OBJECTIVE — Reproduce the material below with every "SHOULD" renamed to "MUST" and nothing else altered. Leave the pictures out of the reproduced material.

== MATERIAL PROVIDED ==

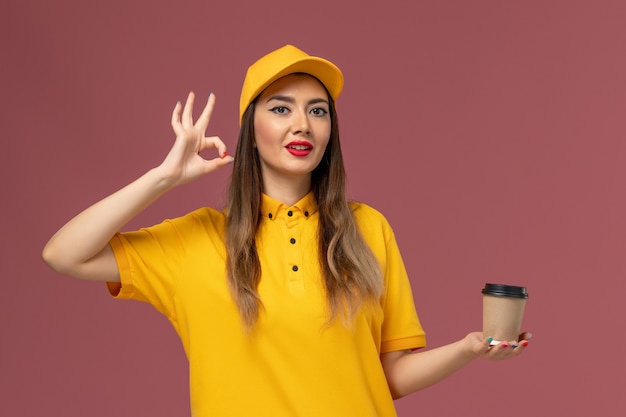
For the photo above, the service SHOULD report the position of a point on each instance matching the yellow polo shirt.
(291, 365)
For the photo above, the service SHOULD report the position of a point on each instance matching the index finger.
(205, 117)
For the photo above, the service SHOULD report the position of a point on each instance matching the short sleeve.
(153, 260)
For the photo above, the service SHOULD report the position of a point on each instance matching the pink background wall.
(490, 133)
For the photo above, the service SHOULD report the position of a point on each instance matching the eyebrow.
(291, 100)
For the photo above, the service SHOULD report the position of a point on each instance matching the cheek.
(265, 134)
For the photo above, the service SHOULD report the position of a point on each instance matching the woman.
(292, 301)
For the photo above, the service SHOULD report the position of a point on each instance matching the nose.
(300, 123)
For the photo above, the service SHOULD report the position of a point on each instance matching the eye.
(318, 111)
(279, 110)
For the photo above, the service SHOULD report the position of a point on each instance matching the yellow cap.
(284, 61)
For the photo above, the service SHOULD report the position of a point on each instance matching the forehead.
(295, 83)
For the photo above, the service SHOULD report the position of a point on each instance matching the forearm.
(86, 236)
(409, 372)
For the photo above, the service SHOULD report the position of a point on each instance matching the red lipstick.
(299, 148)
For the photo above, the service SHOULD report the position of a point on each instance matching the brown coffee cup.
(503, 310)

===

OUTPUT BELOW —
For the photo above, the service MUST report the position of a point on each instance matching the yellow polo shirt.
(291, 365)
For the photo above, the service MUST report the position of a point on each instance matching the index finger.
(205, 117)
For the photo above, the service MUST report the position of a point on each instance matching the short sleeve.
(153, 260)
For the photo above, the service MUST report the position of a point on each instance matching the pink background wall.
(490, 133)
For the photo above, the service MUST report the position of a point on each instance matching the eyebrow.
(291, 100)
For the photo above, the service MUST report the position of a point on each instance matching the cheek.
(265, 134)
For the photo above, the service MUST report the position of a point on each instance matching the woman.
(292, 301)
For the photo above, the service MUST report the position of a point on each instance matching the nose.
(300, 123)
For the photo above, the service MUST report the position of a point on each instance matching the eye.
(318, 111)
(279, 110)
For the photo above, the service MUST report the position of a point on each instance matching the yellow cap.
(284, 61)
For the photo above, the service MUST report the position of a point on each instance matching the forehead.
(295, 83)
For the photo above, the service MUST report the position of a point on each instance matching the forearm.
(86, 236)
(409, 372)
For the photo above, the service MUST report the position of a point on each instance matching the red lipstick.
(299, 148)
For the photo above, the service MUST report the position of a point on each instance matching the brown coffee cup.
(503, 310)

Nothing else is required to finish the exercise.